→ **Reading text**:
^^^^^^^^^^^^^^^^

Personal information
- Born: 9 September 1991 (age 34)
- Height: 185 cm (6 ft 1 in)
- Weight: 64 kg (141 lb)

Medal record
Men's rowing
Representing New Zealand
World Championships
| Gold medal – first place | 2015 Aiguebelette | Lightweight single sculls |

= Adam Ling =

New Zealand rower (born 1991)

Adam Ling (born 9 September 1991) is a New Zealand rower. He won a gold medal at the 2015 World Rowing Championships in the lightweight single sculls, but missed the Olympic qualification for the lightweight double sculls the following year.

==Early life==
Ling was born in 1991. He received his secondary schooling at Aquinas College in Tauranga apart from his last year, which he spent at Tauranga Boys' College. He started rowing in 2005 while at Aquinas College.

^^^^^^^^^^^^^^^^

→ **Data for review**:
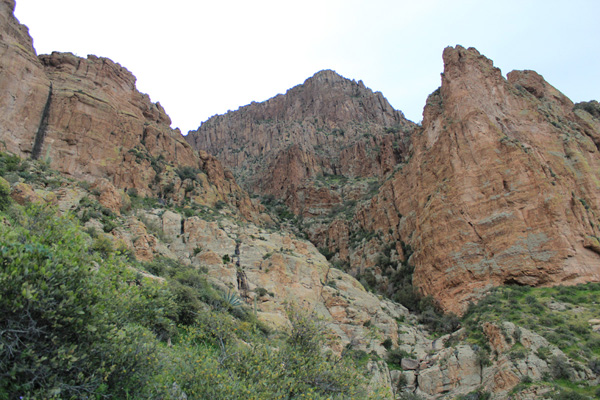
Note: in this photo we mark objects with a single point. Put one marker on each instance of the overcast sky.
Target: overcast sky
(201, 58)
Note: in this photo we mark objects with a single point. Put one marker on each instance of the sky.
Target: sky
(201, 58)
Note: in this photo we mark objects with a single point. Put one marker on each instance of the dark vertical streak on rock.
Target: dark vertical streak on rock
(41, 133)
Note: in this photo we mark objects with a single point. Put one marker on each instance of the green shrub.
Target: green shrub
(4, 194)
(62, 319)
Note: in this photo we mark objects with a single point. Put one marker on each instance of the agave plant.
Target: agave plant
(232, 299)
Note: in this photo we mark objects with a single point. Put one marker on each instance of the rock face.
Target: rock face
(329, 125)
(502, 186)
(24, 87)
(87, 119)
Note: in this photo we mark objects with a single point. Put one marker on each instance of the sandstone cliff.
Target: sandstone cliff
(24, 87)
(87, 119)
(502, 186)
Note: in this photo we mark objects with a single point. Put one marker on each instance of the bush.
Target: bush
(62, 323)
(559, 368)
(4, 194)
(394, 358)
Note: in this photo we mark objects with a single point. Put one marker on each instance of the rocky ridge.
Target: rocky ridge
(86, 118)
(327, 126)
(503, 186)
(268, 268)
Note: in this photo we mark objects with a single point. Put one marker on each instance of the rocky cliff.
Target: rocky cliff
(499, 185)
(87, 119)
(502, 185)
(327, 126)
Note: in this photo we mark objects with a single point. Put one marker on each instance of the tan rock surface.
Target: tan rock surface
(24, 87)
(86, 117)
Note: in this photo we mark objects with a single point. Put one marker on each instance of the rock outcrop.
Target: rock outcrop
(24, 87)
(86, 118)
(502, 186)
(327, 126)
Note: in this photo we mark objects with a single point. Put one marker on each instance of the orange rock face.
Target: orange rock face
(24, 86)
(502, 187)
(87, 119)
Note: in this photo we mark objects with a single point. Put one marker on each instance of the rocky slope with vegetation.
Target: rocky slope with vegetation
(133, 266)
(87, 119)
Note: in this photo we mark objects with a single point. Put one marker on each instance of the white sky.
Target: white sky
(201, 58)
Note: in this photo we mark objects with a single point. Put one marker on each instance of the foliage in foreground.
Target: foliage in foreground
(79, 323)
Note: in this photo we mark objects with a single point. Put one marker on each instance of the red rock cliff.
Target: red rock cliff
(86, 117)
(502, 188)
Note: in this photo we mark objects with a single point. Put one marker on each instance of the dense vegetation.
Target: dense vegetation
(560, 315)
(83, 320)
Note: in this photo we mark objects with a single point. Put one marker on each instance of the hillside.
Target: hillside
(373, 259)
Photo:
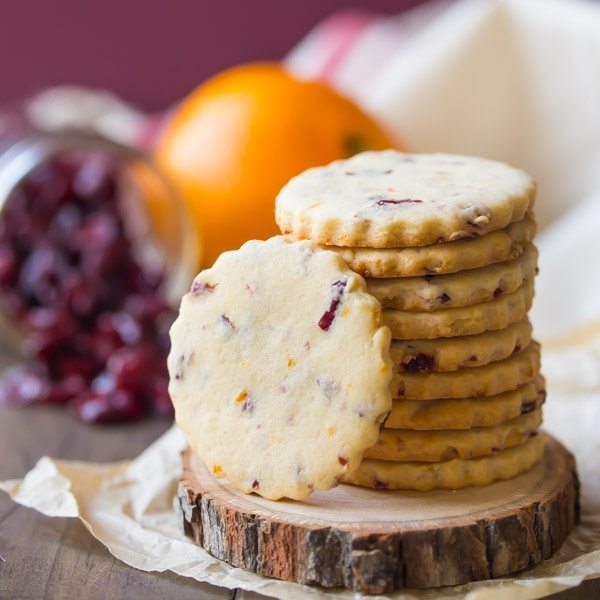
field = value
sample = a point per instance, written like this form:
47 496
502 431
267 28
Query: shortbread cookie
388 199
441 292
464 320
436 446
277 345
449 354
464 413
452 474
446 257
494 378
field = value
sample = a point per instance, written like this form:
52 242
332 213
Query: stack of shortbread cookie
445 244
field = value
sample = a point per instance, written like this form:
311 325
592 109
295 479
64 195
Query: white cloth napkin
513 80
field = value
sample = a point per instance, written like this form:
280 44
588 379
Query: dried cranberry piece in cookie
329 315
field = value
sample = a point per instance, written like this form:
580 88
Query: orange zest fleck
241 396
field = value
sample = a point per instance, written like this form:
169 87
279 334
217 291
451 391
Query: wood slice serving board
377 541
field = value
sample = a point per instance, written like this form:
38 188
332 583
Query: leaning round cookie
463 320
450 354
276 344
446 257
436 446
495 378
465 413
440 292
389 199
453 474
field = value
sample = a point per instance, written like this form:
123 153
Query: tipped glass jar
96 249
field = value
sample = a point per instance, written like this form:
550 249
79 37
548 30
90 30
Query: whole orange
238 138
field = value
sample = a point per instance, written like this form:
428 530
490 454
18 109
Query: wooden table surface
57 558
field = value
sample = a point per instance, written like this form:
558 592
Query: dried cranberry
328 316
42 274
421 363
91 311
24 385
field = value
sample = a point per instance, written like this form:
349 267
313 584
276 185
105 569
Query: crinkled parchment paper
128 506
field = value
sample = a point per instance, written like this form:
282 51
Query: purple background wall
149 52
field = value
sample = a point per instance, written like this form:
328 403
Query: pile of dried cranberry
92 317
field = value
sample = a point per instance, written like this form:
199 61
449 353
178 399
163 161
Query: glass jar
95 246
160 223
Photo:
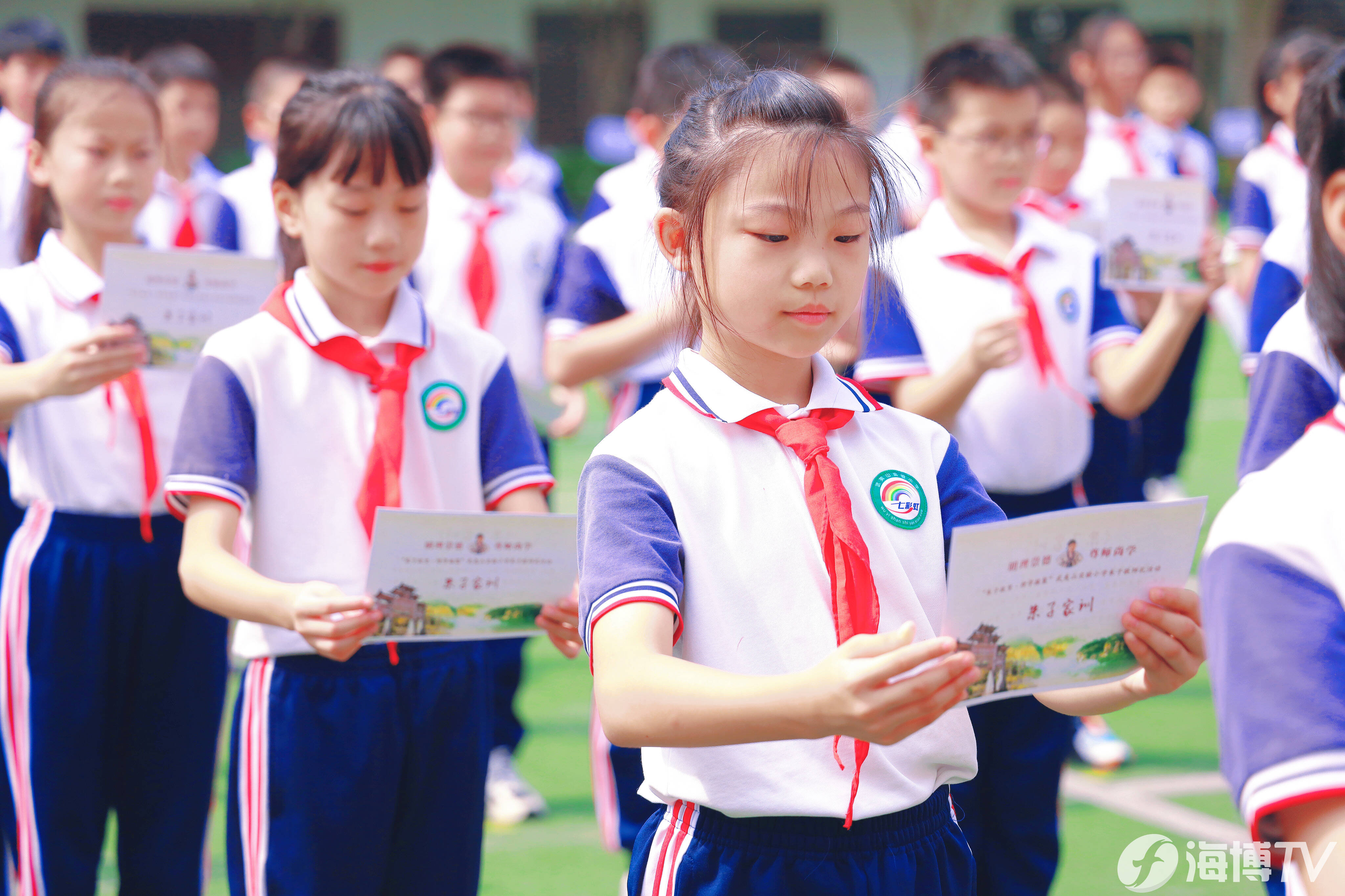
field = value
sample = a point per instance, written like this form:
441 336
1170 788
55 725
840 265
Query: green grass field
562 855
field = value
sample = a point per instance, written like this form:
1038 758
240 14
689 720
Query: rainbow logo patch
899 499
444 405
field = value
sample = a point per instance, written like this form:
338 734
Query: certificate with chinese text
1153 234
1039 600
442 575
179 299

^^^^^^^^^^^^^^^^

→ **Exercises**:
1. Answer these questions from the Adam Ling profile, using (a), (b), (c) as marked.
(a) What height does the profile give for Ling in centimeters?
(b) At which location was the 2015 World Championships gold medal won?
(c) In what year did Ling start rowing?
2. List every year written as a number in the Adam Ling profile, in the order each first appears.

→ **Response list**:
1.
(a) 185 cm
(b) Aiguebelette
(c) 2005

2. 1991, 2015, 2005